# Colored spotlights?



## Chris_S (Oct 26, 2005)

I'm a new homeowner and my beautiful backyard is setup to be lit at night by 10 BIG spotlights/floodlights (regular household floods, 150 watts a piece I think in the standard cheapo twin mounts)

Anyhow, they are setup in a few different colors, reds, greens, yellows, blue that really make the backyard look cool at night...

HOWEVER..150watts x 10 lights equals a lot of electricity! My front security light is separate and also a flood, so I replaced the 100 watt floods with two encased 20watt CF floods and it puts out the SAME amount of light for 1/5 the juice.

However I can't find any colored CF floods available anywhere.. Can I just get some sort of high temp color gels and basically just GLUE them to the front of the CF floods?

Ideas to help me save electrons?


----------



## greenLED (Oct 26, 2005)

colored filters?


----------



## Chris_S (Oct 26, 2005)

greenLED said:


> colored filters?




Wow, brillant reply....


----------



## Wim Hertog (Oct 31, 2005)

Chris_S said:


> Wow, brillant reply....

PROVIDED MATERIAL:
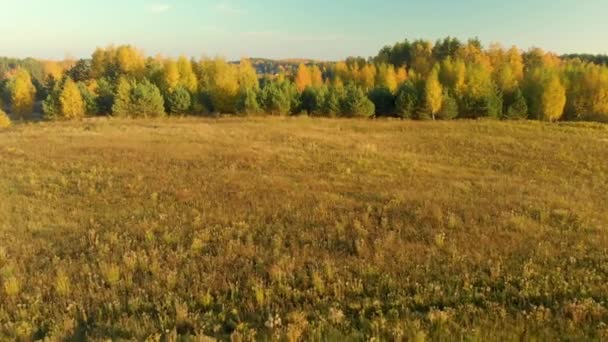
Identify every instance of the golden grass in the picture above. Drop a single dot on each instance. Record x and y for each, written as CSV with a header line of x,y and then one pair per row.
x,y
310,229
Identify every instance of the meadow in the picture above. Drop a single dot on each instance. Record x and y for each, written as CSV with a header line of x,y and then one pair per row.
x,y
303,229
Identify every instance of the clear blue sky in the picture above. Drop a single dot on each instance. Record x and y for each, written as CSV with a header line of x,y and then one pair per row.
x,y
321,29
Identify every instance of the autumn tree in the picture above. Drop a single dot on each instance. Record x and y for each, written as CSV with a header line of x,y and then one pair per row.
x,y
22,93
137,99
247,77
5,121
187,77
433,93
355,103
171,76
316,76
303,77
178,101
386,77
278,96
71,102
553,98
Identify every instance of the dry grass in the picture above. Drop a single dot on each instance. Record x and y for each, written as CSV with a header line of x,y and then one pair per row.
x,y
313,229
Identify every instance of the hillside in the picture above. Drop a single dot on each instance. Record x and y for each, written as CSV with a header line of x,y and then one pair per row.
x,y
322,229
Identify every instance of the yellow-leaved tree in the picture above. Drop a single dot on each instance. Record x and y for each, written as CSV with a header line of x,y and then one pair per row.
x,y
5,121
553,99
71,102
433,93
317,76
367,76
303,78
22,93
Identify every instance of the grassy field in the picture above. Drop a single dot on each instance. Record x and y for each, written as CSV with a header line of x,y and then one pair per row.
x,y
303,229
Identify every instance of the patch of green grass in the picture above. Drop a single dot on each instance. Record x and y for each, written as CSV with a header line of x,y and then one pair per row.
x,y
314,229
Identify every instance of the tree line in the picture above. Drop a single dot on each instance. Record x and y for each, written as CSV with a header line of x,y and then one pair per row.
x,y
416,80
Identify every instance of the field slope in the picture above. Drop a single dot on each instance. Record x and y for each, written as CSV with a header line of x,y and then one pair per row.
x,y
314,229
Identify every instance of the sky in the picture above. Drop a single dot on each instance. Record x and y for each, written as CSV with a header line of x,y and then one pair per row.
x,y
318,29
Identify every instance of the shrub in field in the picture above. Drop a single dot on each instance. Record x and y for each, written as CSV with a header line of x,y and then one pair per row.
x,y
71,102
331,101
449,108
518,108
278,97
408,100
355,103
138,99
248,102
179,101
311,100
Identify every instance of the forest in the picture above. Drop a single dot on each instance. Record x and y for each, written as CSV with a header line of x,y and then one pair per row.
x,y
417,79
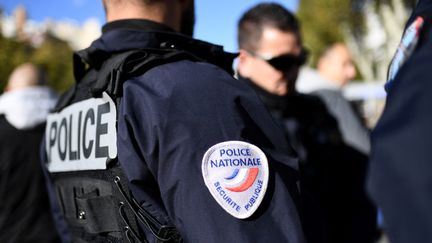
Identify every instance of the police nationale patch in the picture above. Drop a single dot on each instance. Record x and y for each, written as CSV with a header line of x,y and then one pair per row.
x,y
406,48
82,136
236,174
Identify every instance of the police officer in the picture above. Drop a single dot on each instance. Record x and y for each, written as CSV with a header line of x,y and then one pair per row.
x,y
200,159
333,200
400,171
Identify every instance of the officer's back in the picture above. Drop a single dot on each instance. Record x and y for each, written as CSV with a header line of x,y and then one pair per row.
x,y
199,157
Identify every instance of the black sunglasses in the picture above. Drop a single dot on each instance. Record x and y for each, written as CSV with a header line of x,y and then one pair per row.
x,y
284,62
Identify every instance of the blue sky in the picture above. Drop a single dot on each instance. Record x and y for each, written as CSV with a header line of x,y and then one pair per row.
x,y
216,19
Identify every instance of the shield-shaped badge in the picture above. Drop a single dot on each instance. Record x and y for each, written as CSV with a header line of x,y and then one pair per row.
x,y
236,174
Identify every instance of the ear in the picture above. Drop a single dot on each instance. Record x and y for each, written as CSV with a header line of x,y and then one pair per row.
x,y
243,63
185,4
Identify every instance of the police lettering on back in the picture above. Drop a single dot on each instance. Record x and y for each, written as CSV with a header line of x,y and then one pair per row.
x,y
82,136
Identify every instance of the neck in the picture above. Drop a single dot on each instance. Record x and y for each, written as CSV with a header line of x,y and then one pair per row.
x,y
161,13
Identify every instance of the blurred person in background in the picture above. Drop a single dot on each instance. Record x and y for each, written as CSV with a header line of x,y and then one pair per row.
x,y
24,207
170,126
333,201
400,173
335,69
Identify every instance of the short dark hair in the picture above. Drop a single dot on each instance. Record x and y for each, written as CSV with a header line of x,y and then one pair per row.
x,y
253,22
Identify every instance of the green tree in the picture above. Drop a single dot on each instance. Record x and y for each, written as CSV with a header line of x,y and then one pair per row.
x,y
322,22
54,56
12,53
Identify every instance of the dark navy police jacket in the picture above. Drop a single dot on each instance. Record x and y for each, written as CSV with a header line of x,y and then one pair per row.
x,y
169,117
400,176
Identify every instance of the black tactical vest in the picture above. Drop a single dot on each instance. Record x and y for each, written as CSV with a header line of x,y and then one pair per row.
x,y
95,199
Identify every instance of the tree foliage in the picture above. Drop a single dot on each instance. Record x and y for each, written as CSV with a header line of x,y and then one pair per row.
x,y
54,56
322,22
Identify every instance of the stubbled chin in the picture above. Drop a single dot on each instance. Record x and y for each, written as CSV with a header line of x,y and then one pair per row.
x,y
281,88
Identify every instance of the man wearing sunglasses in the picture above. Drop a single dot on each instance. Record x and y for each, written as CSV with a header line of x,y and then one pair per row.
x,y
332,195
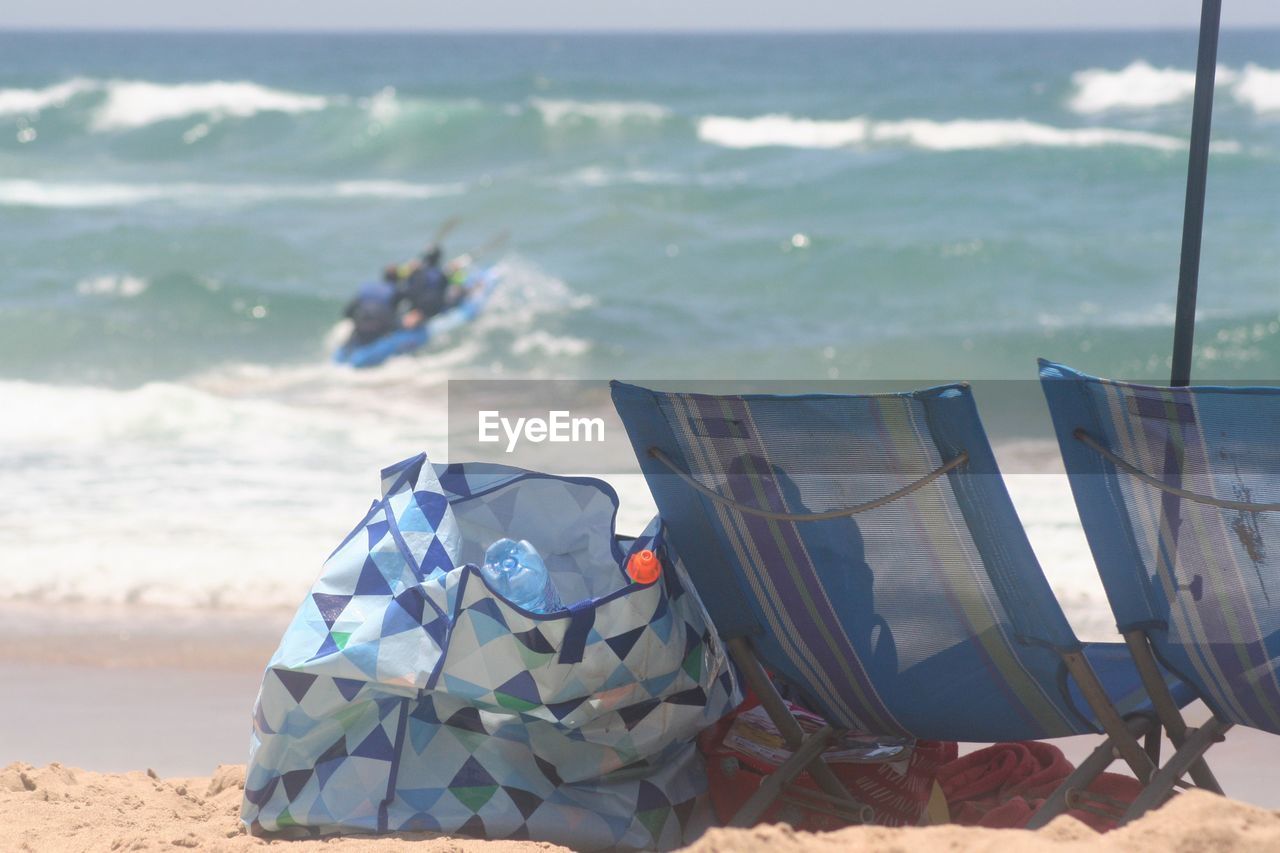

WRITTEN INSTRUCTION:
Copy the part of the colored spotlights thread that runs from "I'm a new homeowner" up to and including "cheapo twin mounts)", keeping every word as it appears there.

OUTPUT FOR THIS TASK:
I'm a new homeowner and my beautiful backyard is setup to be lit at night by 10 BIG spotlights/floodlights (regular household floods, 150 watts a piece I think in the standard cheapo twin mounts)